● Exercise tasks
1. Copy the stretch from "On our very" through "on that later)." in the post about the asylum visit, word for word.
2. In the post about the asylum visit, what was the main building made of?
3. Write a continuation of the post about the asylum visit, starting after its last sentence.

● Document extract
^^^^^^^^
On our very short trip to Pennsylvania for our Grandmother's supposed special mass (which turned out to be a normal mass with the mention of her name long before we arrived, but that's another story for another day), we made a few stops along the way, one of the first of which was to the Trans Allegheny Lunatic Asylum in Weston, West Virginia. Granted, we didn't have enough time to do anything but walk around the outside and visit the gift shop (no time for tours), but I think it changed me a bit (more on that later).
The main building is extremely imposing, but not scary in the least:
Actually, the scariest buildings were the abandoned building across the street:
And the rather imposing building that was either the medical facility or the school (since we didn't take the tour, we're not really sure):
The architecture of the main building was absolutely stunning and I was surprised to find it made of blue sandstone versus the typical limestone:
They did have their Halloween colors out:
My Sister was obsessed with that little chair for some reason...I couldn't get her to even notice the body chute right next door (and dumb me was so busy trying to get her to notice it, I forgot to get a picture of it):
I love how the sandstone weathers:
At one point, my Sister went off to get the car (we parked across the street) and as I was waiting, I found myself literally almost hugging the building, something I would NEVER do at a supposed haunted location. But I think my recent foray into the mental health system has changed my views of things. There was an incredible sadness to the building. I could feel all the bad ju-ju vibes too, but the sadness was almost overwhelming and I felt like I just wanted to hug it all away. I stood here for the longest time. I tried not to look creepy by rubbing the building, but frankly, that was exactly what I was doing. I rested my head up against it too at one point. The pull was so strong to go inside and I don't just mean inside the doors, but almost like inside the stone...I know, sounds totally nutballs, but hey, guess we already know that to be a fact!
^^^^^^^^
● Data supplied
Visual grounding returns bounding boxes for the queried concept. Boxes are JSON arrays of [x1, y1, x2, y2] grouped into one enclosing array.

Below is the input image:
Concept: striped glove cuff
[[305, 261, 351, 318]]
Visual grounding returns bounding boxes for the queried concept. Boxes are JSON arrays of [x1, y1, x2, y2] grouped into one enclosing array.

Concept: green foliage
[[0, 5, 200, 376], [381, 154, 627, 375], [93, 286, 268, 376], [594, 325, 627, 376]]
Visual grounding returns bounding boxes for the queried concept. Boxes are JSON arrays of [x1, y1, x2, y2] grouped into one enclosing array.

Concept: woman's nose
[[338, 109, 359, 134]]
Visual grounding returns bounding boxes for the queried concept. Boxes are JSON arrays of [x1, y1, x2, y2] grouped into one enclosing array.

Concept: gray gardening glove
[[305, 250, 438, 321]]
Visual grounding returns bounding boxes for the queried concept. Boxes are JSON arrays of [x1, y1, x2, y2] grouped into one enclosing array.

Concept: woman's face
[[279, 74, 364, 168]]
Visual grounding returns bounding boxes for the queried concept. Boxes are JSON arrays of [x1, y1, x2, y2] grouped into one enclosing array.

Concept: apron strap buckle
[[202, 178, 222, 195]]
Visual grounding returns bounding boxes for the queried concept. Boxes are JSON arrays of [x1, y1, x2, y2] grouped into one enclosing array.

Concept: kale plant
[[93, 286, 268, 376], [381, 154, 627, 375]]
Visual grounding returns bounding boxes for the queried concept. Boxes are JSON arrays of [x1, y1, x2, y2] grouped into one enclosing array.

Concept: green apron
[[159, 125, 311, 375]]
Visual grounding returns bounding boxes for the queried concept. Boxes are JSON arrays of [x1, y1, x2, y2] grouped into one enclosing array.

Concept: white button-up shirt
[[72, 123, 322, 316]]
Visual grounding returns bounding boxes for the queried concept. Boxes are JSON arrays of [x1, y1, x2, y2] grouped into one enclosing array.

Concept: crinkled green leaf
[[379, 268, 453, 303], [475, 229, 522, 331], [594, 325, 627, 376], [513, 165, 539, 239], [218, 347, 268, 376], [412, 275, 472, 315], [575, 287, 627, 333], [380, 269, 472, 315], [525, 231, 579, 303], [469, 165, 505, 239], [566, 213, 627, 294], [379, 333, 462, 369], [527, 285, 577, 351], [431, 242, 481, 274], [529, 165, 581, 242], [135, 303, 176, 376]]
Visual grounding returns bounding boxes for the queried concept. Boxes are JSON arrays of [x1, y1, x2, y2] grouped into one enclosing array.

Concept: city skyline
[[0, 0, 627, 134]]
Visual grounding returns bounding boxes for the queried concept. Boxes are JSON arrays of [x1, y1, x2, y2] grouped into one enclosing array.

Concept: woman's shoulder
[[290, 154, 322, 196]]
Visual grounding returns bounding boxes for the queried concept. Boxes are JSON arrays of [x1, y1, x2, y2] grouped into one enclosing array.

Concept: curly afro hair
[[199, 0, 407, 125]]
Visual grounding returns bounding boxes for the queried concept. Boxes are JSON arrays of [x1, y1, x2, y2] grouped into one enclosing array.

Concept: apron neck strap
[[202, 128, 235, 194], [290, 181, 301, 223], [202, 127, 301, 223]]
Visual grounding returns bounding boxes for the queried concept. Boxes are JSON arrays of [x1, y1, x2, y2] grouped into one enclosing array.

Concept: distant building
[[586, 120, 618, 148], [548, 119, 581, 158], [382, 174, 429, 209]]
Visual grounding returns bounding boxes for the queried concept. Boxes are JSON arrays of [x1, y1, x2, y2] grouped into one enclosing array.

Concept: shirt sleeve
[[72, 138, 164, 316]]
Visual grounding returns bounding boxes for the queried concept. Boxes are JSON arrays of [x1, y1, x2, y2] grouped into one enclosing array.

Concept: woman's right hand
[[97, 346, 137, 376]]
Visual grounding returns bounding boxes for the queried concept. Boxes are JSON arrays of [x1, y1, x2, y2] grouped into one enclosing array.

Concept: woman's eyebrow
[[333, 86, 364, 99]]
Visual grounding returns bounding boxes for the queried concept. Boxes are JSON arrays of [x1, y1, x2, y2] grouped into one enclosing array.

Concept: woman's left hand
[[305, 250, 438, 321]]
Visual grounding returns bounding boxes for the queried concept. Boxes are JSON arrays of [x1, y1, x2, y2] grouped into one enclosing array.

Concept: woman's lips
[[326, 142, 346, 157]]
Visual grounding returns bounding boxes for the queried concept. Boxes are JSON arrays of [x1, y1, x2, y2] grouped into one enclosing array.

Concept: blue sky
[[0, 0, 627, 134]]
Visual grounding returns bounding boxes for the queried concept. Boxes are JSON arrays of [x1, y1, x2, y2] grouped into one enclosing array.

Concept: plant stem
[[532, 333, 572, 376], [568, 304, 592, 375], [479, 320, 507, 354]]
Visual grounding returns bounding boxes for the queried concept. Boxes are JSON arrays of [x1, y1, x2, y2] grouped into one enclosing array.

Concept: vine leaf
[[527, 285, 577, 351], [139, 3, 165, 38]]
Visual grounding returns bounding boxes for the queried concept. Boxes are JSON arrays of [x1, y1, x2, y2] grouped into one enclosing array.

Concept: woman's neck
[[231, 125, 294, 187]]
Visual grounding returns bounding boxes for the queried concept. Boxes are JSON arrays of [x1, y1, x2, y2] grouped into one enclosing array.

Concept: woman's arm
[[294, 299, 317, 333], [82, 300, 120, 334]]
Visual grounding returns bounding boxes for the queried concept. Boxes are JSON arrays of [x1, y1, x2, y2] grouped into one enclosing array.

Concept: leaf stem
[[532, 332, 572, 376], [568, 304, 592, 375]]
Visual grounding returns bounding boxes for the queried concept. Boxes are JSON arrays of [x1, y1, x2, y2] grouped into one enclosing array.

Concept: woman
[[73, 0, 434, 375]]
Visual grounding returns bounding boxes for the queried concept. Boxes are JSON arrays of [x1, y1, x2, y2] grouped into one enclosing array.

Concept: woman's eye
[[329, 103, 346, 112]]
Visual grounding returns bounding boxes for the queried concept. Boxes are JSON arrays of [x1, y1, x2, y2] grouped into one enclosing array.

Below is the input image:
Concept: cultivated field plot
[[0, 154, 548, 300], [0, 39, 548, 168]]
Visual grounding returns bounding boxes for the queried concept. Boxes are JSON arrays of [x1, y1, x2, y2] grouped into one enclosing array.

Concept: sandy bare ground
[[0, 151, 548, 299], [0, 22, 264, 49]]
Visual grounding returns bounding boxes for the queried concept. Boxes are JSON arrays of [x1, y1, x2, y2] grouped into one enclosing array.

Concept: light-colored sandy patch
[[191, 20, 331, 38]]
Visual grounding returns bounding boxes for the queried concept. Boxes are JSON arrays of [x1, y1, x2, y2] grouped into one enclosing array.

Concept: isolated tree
^^^^^^^^
● Results for the exercise
1.
On our very short trip to Pennsylvania for our Grandmother's supposed special mass (which turned out to be a normal mass with the mention of her name long before we arrived, but that's another story for another day), we made a few stops along the way, one of the first of which was to the Trans Allegheny Lunatic Asylum in Weston, West Virginia. Granted, we didn't have enough time to do anything but walk around the outside and visit the gift shop (no time for tours), but I think it changed me a bit (more on that later).

2. Blue sandstone.

3.
The entrance doors were beautiful as well (photos weren't allowed inside without paying a very hefty fee - not nice):
Although my Sister did take one pointing inside the door (so does that count?):
It took her forever to get the car and I was starting to worry (because there were some unsavory characters hanging about), but come to find out, she just found some neat things to take pictures of across the street:
I so wish I had her photographic eye!
I never even noticed the waterfall:
Like I said, we didn't get to stay very long, we both bought a T-shirt and a book and out the door we went although I almost felt like I had to be dragged...I wanted to stay, which is incredibly odd considering the trauma I just went through. We tried to drive around it, but surprisingly, the area surrounding it is heavily populated with houses! Who in the hell would want to live that close to an insane asylum, let alone a haunted abandoned one? But we did get some parting shots including a side shot of the "scary" building:
I have the feeling this is where the patients were brought in at...deja vu:
The old greenhouse:
Some of the other buildings we couldn't see from the front:
This tree has literally grown into the metal fence and they tried to cut it, but it's still there! I felt like it was very symbolic...nature disrupted by the sharp coldness of man's invasive, cutting, and brutal progress:
No ghosties in the windows, but I wouldn't rule it out!
Like I mentioned, I bought a shirt and it had writing on the back (which I normally hate), but this was rather pointant and I've been wearing it a lot lately. It's a quote from Thomas Kirkbride, who came up the "new" plan of asylums, “There is no reason why an individual, who has the misfortune to become insane, should, on that account, be deprived of any comfort or even luxury". I lived this horror 150 years afterwards because the practice still goes on today (although not nearly to the same degree).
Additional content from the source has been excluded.